PROBLEM 1:
According to the Red Mountain Expressway Cut article, why was the Red Mountain Tunnel idea abandoned?
PROBLEM 2:
Using the Red Mountain Expressway Cut article, list every southern suburb of Birmingham that the article says the highway links to the city.
PROBLEM 3:
Repeat the part of the Red Mountain Expressway Cut article between "The Red Mountain Expressway Cut, also" and "to the southeast.", inclusive.

SOURCE TEXT START

U.S. National Natural Landmark
- Designated: 1987

= Red Mountain Expressway Cut =

The Red Mountain Expressway Cut, also known as the Red Mountain Geological Cut, is a section of Red Mountain that was blasted and removed in the 1960s to allow the Red Mountain Expressway to enter downtown Birmingham, Alabama. The highway links Birmingham with its southern suburbs of Homewood, Mountain Brook, and Vestavia Hills. It has spurred suburban growth towards the south of Birmingham. This section also provides the route for US 31 to the south (the Montgomery Highway) and US 280 to the southeast.

The resultant cut exposes geological strata spanning millions of years (150 million years of geological time within 650 ft of exposure), including the red ore seam that spurred Birmingham's development. A new species of Lower Silurian (middle Llandovery epoch) phacopsid trilobite, Acaste birminghamensis, was first collected from exposures on Red Mountain. Named for the city, the new species was published in May 1972.

The cut was designated a National Natural Landmark in 1987.

==Proposed tunnel==
One of the original ideas proposed for linking Birmingham to its southern neighbors was the Red Mountain Tunnel project. Two alternate routes were proposed, one starting at 18th Street and the other from 22nd Street. The tunnel idea was eventually abandoned due to its high cost and the extended amount of time it would have taken, resulting in the Red Mountain Expressway Cut being built instead.

SOURCE TEXT END
INFORMATION PROVIDED START

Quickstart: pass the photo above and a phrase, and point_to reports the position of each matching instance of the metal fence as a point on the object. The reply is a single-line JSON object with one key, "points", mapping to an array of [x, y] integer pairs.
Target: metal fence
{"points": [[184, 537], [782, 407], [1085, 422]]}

INFORMATION PROVIDED END

ANSWER SPACE 1:
It was abandoned because of its high cost and the long time it would have taken.

ANSWER SPACE 2:
Homewood, Mountain Brook, Vestavia Hills

ANSWER SPACE 3:
The Red Mountain Expressway Cut, also known as the Red Mountain Geological Cut, is a section of Red Mountain that was blasted and removed in the 1960s to allow the Red Mountain Expressway to enter downtown Birmingham, Alabama. The highway links Birmingham with its southern suburbs of Homewood, Mountain Brook, and Vestavia Hills. It has spurred suburban growth towards the south of Birmingham. This section also provides the route for US 31 to the south (the Montgomery Highway) and US 280 to the southeast.